Rewrite each line of the listing below as an item in a numbered list, and skip any blank lines.

-- Start Dataset records --

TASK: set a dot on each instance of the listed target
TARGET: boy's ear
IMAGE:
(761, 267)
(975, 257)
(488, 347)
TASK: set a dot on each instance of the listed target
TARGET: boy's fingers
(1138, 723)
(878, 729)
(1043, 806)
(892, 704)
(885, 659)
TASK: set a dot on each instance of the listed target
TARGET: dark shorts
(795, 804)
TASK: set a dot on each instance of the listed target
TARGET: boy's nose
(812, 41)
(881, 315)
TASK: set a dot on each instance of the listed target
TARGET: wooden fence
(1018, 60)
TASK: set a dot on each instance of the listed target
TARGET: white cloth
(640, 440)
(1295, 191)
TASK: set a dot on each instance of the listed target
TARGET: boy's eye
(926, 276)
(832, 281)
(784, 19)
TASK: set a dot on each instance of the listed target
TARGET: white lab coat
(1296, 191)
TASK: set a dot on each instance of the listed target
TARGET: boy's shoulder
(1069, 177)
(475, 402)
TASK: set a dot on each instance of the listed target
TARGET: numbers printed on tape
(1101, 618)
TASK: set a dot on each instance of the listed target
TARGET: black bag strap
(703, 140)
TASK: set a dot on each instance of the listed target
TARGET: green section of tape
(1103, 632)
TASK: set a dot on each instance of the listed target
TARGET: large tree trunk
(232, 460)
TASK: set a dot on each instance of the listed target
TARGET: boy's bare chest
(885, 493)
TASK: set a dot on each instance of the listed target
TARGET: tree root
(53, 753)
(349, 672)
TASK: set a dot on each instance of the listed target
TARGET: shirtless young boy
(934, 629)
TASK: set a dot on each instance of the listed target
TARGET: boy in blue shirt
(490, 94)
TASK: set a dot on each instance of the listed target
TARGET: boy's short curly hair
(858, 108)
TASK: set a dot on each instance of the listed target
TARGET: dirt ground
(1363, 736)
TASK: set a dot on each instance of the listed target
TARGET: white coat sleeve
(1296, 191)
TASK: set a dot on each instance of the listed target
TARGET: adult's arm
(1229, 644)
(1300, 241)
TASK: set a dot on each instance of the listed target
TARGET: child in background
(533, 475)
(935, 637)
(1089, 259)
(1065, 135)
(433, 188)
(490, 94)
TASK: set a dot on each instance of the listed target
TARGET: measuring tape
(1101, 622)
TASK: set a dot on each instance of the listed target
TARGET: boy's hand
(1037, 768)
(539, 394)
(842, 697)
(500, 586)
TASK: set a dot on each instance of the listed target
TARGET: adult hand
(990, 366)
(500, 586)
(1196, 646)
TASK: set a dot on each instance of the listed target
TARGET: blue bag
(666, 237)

-- End Dataset records --

== Result ==
1. TASK: set a dot on each instance of the listed target
2. TARGET: boy's ear
3. IMAGE:
4. (761, 267)
5. (975, 257)
6. (488, 347)
7. TASK: set a dot on each instance of the listed target
8. TARGET: boy's fingers
9. (1138, 723)
10. (878, 729)
11. (1043, 806)
12. (892, 704)
13. (885, 659)
14. TASK: set a dot on each instance of the listed target
15. TARGET: dark shorts
16. (795, 804)
17. TASK: set a dot on each instance of the listed target
18. TARGET: boy's nose
19. (812, 41)
20. (881, 315)
21. TASK: set a dot on each instance of the listed target
22. TARGET: wooden fence
23. (1018, 60)
24. TASK: set a dot on each instance of the listed target
25. TARGET: white cloth
26. (640, 440)
27. (1295, 191)
28. TASK: set a dot on each instance of the listed target
29. TARGET: boy's eye
30. (926, 276)
31. (832, 281)
32. (784, 19)
33. TASK: set a dot on each instance of the listed target
34. TARGET: white lab coat
35. (1296, 191)
36. TASK: set a dot on each instance of the listed target
37. TARGET: boy's shoulder
38. (1069, 177)
39. (475, 402)
40. TASK: set a dot on each instance of the listed target
41. TARGET: numbers printed on tape
42. (1101, 618)
43. TASK: set a dot on each instance of the listed target
44. TARGET: black bag strap
45. (703, 140)
46. TASK: set a dot on each instance of the listed target
47. TARGET: green section of tape
48. (1103, 632)
49. TASK: set a dot on each instance of the listed target
50. TARGET: large tree trunk
51. (232, 460)
52. TASK: set a dot on each instance of the listed target
53. TARGET: boy's bare chest
54. (885, 493)
55. TASK: set a dot on each instance of the listed target
56. TARGET: tree root
57. (53, 753)
58. (349, 672)
59. TASK: set a dot on each instance of the listed target
60. TARGET: shirtless young boy
61. (934, 629)
62. TASK: set a dot on each instance of the listed target
63. TARGET: boy in blue shirt
64. (490, 94)
65. TASK: set a dot on each instance of the listed target
66. TARGET: boy's short curly hair
67. (858, 108)
68. TASK: set a dot on each instance of the listed target
69. TARGET: dirt ground
70. (1363, 736)
71. TASK: set a dot on each instance of the listed target
72. TARGET: white coat sleeve
73. (1296, 191)
74. TASK: set a dot on each instance of the listed target
75. TARGET: adult's arm
76. (1229, 644)
77. (1300, 241)
78. TASK: set a dot on each instance of the listed target
79. TARGET: child in background
80. (533, 475)
81. (935, 637)
82. (1089, 259)
83. (1065, 135)
84. (433, 188)
85. (490, 94)
86. TASK: set a dot on each instance of the listed target
87. TARGET: measuring tape
88. (1101, 622)
89. TASK: set a dot on each instance of the listed target
90. TARGET: boy's hand
91. (1037, 768)
92. (539, 394)
93. (842, 697)
94. (500, 586)
95. TASK: set a dot on each instance of the listed target
96. TARGET: adult hand
97. (990, 366)
98. (500, 586)
99. (1196, 646)
100. TASK: set a dot on each instance of the listed target
101. TARGET: blue bag
102. (666, 237)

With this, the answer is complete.